Stated exercise: Count the lines below that contain the word "sedan", treating case as significant, and give only the number.

Photo object pointing records:
• • • • • • •

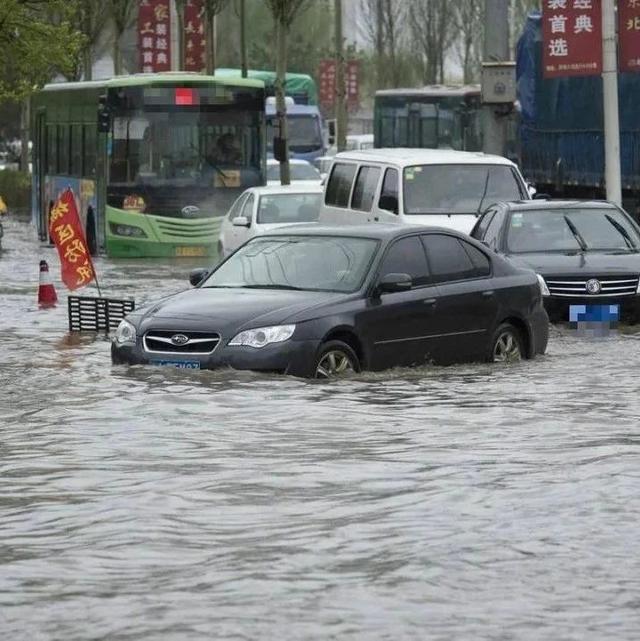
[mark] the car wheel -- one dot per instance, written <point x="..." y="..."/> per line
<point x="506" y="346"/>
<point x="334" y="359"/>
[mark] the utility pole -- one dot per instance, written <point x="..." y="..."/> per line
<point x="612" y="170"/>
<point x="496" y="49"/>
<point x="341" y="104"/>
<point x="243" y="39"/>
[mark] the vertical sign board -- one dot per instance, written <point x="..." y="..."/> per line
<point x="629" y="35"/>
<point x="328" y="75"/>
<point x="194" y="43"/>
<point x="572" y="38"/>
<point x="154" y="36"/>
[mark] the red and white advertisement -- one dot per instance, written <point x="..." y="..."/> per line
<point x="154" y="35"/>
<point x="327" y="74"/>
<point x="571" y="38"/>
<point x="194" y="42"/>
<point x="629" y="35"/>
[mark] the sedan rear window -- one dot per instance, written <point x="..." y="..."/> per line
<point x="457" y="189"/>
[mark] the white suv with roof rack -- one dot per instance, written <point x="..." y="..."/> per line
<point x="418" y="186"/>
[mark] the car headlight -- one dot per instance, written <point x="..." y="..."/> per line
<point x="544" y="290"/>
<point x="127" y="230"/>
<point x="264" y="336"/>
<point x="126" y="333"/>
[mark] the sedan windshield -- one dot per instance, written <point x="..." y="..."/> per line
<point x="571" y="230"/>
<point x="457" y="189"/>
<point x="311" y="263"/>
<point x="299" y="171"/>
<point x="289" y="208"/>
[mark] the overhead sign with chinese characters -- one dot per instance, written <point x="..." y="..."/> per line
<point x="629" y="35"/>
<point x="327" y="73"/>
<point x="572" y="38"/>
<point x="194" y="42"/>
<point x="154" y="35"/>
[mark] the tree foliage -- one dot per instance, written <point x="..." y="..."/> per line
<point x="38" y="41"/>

• • • • • • •

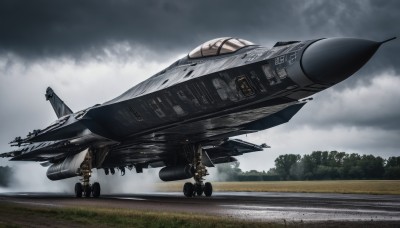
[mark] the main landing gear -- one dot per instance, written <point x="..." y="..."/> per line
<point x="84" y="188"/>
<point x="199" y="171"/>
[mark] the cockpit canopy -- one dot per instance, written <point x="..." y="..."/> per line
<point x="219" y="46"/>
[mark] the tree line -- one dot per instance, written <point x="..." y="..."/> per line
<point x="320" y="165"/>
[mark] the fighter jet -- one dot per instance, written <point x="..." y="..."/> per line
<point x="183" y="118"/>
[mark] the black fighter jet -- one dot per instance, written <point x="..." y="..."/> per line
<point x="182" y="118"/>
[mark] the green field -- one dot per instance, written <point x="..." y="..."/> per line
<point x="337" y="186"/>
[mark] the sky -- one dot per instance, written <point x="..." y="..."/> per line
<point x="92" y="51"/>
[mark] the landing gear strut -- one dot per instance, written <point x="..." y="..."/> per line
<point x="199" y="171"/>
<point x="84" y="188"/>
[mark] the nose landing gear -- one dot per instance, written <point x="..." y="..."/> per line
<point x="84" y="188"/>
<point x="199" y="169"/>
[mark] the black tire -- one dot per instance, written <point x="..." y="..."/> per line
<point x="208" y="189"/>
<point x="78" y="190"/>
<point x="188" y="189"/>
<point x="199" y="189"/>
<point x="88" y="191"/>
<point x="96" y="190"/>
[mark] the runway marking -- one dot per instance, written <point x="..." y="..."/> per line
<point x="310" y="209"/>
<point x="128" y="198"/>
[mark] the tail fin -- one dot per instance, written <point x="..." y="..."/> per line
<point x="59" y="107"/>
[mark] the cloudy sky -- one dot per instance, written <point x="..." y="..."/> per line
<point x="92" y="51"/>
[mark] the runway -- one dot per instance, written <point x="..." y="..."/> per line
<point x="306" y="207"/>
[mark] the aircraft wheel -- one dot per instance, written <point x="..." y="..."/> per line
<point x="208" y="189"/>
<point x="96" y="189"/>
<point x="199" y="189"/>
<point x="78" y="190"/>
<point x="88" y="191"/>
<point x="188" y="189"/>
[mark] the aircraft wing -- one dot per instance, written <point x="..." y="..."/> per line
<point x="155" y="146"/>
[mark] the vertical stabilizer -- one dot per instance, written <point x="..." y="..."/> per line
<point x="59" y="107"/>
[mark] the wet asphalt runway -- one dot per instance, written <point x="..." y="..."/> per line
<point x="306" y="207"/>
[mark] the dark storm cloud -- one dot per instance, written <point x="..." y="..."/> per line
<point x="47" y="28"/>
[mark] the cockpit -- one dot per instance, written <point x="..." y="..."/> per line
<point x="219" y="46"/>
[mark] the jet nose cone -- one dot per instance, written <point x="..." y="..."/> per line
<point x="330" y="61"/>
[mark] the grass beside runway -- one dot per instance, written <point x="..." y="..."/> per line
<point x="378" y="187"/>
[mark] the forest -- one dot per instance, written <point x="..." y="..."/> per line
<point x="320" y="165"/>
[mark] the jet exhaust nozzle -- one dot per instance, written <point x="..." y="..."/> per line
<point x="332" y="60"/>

• • • • • • •

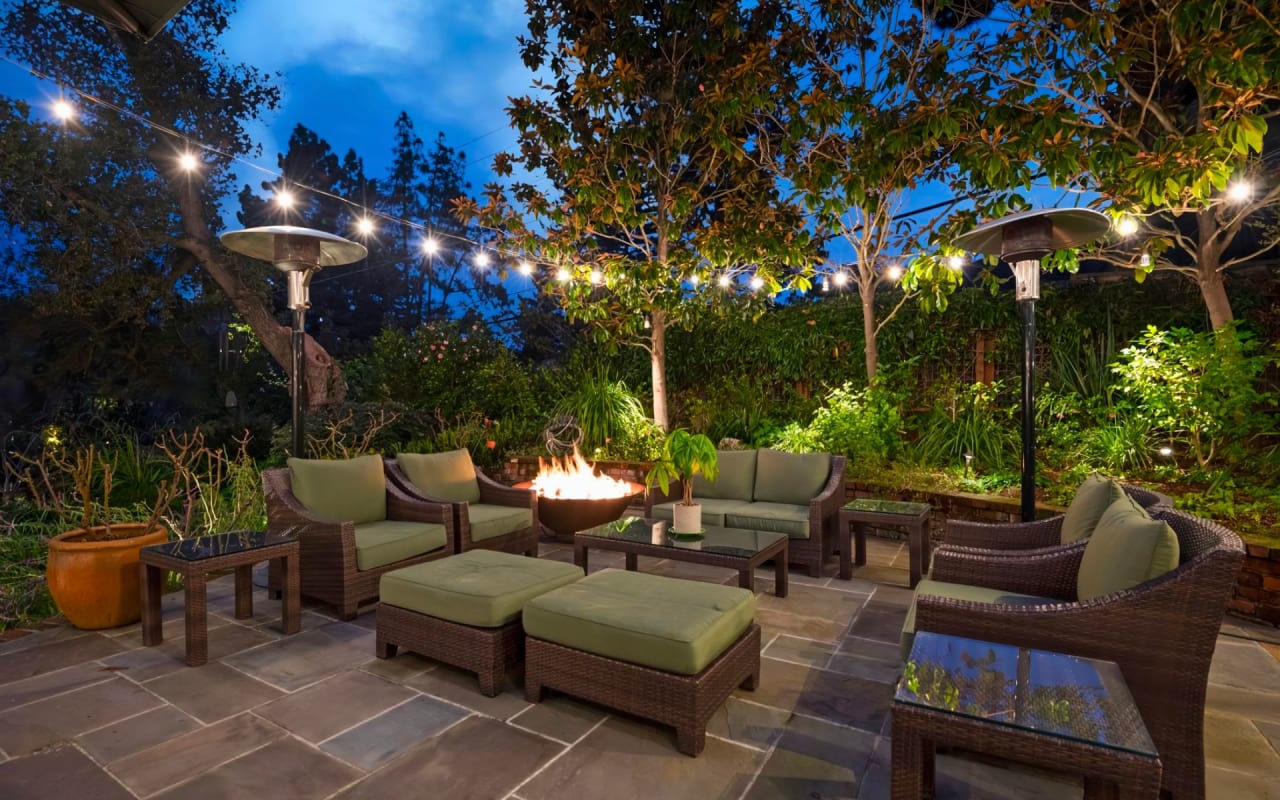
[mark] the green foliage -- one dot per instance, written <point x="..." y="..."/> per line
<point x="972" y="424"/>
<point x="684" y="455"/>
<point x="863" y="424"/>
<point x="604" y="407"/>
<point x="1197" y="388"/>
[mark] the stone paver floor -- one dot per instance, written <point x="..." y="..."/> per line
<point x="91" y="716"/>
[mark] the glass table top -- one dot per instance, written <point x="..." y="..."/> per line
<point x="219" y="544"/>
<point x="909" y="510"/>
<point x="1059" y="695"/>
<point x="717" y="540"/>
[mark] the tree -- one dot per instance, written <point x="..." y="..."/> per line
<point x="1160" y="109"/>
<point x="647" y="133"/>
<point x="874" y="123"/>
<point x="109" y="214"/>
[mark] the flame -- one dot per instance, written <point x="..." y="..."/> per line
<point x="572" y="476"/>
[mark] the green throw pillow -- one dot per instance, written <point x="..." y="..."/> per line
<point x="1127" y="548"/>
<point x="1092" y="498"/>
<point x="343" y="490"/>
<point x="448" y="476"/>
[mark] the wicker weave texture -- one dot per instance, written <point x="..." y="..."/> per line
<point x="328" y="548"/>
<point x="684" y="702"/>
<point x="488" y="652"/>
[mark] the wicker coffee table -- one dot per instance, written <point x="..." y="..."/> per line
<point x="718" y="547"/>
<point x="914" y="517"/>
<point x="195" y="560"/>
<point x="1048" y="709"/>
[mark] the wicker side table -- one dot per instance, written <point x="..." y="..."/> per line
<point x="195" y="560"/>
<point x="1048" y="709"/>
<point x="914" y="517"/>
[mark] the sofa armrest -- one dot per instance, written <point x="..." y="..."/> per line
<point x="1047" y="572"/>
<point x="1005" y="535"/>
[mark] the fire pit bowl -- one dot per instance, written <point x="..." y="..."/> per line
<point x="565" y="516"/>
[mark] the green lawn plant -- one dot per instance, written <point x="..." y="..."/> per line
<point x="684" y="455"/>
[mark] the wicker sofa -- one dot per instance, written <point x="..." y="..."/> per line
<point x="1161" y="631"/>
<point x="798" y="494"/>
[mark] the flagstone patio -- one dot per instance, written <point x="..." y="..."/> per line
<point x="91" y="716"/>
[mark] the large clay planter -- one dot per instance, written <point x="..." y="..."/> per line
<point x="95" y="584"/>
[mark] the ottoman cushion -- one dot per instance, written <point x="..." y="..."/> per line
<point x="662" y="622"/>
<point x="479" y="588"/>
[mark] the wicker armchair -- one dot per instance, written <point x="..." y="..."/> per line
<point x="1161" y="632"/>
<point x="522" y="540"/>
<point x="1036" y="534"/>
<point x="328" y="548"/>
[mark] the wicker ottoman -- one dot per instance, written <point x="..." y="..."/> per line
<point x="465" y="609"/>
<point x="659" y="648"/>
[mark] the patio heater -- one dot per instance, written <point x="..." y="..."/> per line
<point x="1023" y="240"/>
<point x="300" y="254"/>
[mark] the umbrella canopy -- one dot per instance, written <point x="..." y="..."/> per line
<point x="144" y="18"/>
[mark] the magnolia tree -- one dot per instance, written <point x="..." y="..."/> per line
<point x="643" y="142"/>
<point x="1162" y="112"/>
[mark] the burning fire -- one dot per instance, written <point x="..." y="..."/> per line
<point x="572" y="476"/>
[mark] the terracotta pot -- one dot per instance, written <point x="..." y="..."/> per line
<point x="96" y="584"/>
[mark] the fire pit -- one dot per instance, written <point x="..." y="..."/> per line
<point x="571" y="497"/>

• • • • • • •

Written answer: 2